*** Opening Records ***
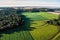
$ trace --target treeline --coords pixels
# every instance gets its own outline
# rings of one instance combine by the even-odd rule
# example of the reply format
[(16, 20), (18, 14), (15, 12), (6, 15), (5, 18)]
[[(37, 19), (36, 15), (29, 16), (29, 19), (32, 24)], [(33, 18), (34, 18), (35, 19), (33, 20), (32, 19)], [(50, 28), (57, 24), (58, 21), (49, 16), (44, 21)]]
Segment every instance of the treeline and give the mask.
[(21, 12), (54, 12), (54, 11), (60, 11), (60, 8), (0, 8), (4, 10), (15, 10), (17, 13)]
[(33, 9), (17, 9), (18, 12), (47, 12), (54, 11), (54, 9), (45, 9), (45, 8), (33, 8)]
[(16, 9), (17, 12), (54, 12), (60, 11), (60, 9), (50, 9), (50, 8), (31, 8), (31, 9)]

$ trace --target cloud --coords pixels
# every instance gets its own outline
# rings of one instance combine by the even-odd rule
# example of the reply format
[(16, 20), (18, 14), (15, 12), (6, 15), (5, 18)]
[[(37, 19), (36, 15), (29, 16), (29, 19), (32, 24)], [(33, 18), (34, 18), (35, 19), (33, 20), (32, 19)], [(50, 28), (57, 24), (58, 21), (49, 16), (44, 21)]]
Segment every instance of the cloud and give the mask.
[(0, 0), (0, 1), (45, 1), (45, 2), (60, 2), (60, 0)]
[(59, 0), (1, 0), (0, 7), (5, 6), (46, 6), (46, 7), (60, 7)]

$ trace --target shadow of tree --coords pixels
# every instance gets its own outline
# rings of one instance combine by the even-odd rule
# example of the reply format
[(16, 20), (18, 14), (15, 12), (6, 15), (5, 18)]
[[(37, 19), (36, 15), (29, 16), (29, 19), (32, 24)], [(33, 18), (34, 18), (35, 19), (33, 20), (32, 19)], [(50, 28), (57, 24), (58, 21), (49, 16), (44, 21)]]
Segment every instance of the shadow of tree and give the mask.
[(1, 34), (0, 37), (2, 37), (2, 34), (12, 34), (14, 32), (20, 32), (20, 31), (33, 31), (34, 29), (36, 29), (34, 27), (30, 27), (30, 23), (32, 22), (32, 20), (30, 20), (24, 15), (22, 15), (21, 17), (24, 20), (24, 23), (21, 26), (8, 29), (6, 31), (0, 31), (0, 34)]

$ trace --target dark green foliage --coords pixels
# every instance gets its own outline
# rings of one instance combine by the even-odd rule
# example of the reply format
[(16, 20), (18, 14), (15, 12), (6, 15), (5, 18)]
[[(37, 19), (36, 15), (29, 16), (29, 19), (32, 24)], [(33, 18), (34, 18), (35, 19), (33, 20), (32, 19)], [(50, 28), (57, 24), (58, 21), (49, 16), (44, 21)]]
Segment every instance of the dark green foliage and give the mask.
[(7, 30), (22, 24), (22, 18), (18, 16), (15, 10), (1, 10), (0, 14), (0, 30)]
[(58, 19), (49, 20), (49, 21), (47, 21), (47, 23), (60, 26), (60, 15), (59, 15)]
[(58, 19), (60, 20), (60, 14), (59, 14), (59, 18)]

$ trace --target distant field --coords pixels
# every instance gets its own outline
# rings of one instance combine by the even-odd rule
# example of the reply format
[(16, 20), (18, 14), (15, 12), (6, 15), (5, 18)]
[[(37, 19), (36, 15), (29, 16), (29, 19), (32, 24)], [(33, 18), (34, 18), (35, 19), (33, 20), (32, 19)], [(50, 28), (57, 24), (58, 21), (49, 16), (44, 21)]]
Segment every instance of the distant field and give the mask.
[(58, 16), (55, 14), (49, 14), (48, 12), (24, 12), (22, 15), (28, 18), (24, 27), (31, 27), (32, 30), (26, 30), (27, 28), (20, 30), (17, 28), (6, 31), (2, 34), (0, 40), (49, 40), (58, 31), (57, 26), (45, 24), (46, 20), (57, 18)]

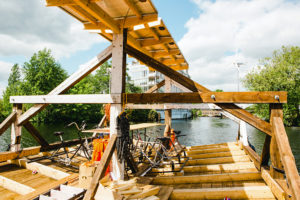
*** Closing Records ***
Task description: Each entry above should be restated word for word, though no picture may appear in the copy.

Response to this exercise:
$ trace --target treeline --coords pixels
# every instance gets its own outline
# rings of one instance combine by the even-odd rule
# example of the reply format
[(16, 20), (18, 14), (15, 12), (6, 15), (5, 18)]
[[(37, 19), (36, 15), (29, 16), (29, 19), (32, 24)], [(33, 18), (34, 18), (35, 19), (33, 20), (32, 19)], [(50, 28), (57, 24), (58, 21), (49, 16), (44, 21)]]
Segment every instance of the treeline and give the mask.
[(21, 12), (54, 12), (54, 11), (60, 11), (60, 8), (0, 8), (4, 10), (15, 10), (17, 13)]
[(33, 9), (17, 9), (18, 12), (47, 12), (54, 11), (54, 9), (45, 9), (45, 8), (33, 8)]
[(16, 9), (17, 12), (54, 12), (60, 11), (60, 9), (50, 9), (50, 8), (31, 8), (31, 9)]

$ trace --target cloud --coords pixels
# every instance gets its own outline
# rings of one instance combine by the even-odd rule
# example of the reply format
[(16, 20), (18, 14), (15, 12), (6, 15), (5, 18)]
[[(37, 19), (36, 15), (29, 16), (29, 19), (32, 24)], [(33, 18), (34, 18), (35, 19), (33, 20), (32, 19)], [(50, 28), (57, 24), (58, 21), (49, 16), (44, 21)]]
Segment every instance of the cloud and give the mask.
[(0, 0), (0, 1), (45, 1), (45, 2), (60, 2), (60, 0)]
[(59, 0), (1, 0), (0, 7), (5, 6), (46, 6), (46, 7), (60, 7)]

$ trace --target shadow of tree --coords pixels
# every instance gets its own outline
# rings of one instance combine by the even-odd rule
# example of the reply format
[(16, 20), (18, 14), (15, 12), (6, 15), (5, 18)]
[[(37, 19), (36, 15), (29, 16), (29, 19), (32, 24)], [(33, 18), (34, 18), (35, 19), (33, 20), (32, 19)], [(50, 28), (57, 24), (58, 21), (49, 16), (44, 21)]]
Segment every instance of the shadow of tree and give the mask.
[(1, 34), (0, 37), (2, 37), (2, 34), (12, 34), (14, 32), (20, 32), (20, 31), (33, 31), (34, 29), (36, 29), (34, 27), (30, 27), (30, 23), (32, 22), (32, 20), (30, 20), (24, 15), (22, 15), (21, 17), (24, 20), (24, 23), (21, 26), (8, 29), (6, 31), (0, 31), (0, 34)]

$ trace --target dark green foliage --coords pixels
# every instance gets its own outline
# rings of one instance combine by the even-odd rule
# example of the reply format
[(16, 20), (18, 14), (15, 12), (6, 15), (5, 18)]
[[(37, 19), (36, 15), (29, 16), (29, 19), (32, 24)], [(33, 18), (34, 18), (35, 19), (33, 20), (32, 19)], [(50, 28), (57, 24), (58, 21), (49, 16), (44, 21)]]
Segment every instance of the dark green foliage and give the mask.
[(7, 30), (22, 24), (22, 18), (18, 16), (15, 10), (1, 10), (0, 14), (0, 30)]
[(58, 19), (49, 20), (49, 21), (47, 21), (47, 23), (60, 26), (60, 15), (59, 15)]
[(58, 19), (60, 20), (60, 14), (59, 14), (59, 18)]

$ trace --target distant field --coords pixels
# every instance gets its own outline
# rings of one instance combine by the even-odd rule
# example of the reply format
[(16, 20), (18, 14), (15, 12), (6, 15), (5, 18)]
[[(37, 19), (36, 15), (29, 16), (29, 19), (32, 24)], [(33, 18), (34, 18), (35, 19), (33, 20), (32, 19)], [(50, 28), (57, 24), (58, 21), (49, 16), (44, 21)]]
Segment every instance of the distant field and give the mask.
[(58, 16), (55, 14), (49, 14), (48, 12), (24, 12), (22, 15), (28, 18), (24, 27), (31, 27), (32, 30), (26, 30), (27, 28), (20, 30), (17, 28), (6, 31), (2, 34), (0, 40), (49, 40), (58, 31), (57, 26), (45, 24), (46, 20), (57, 18)]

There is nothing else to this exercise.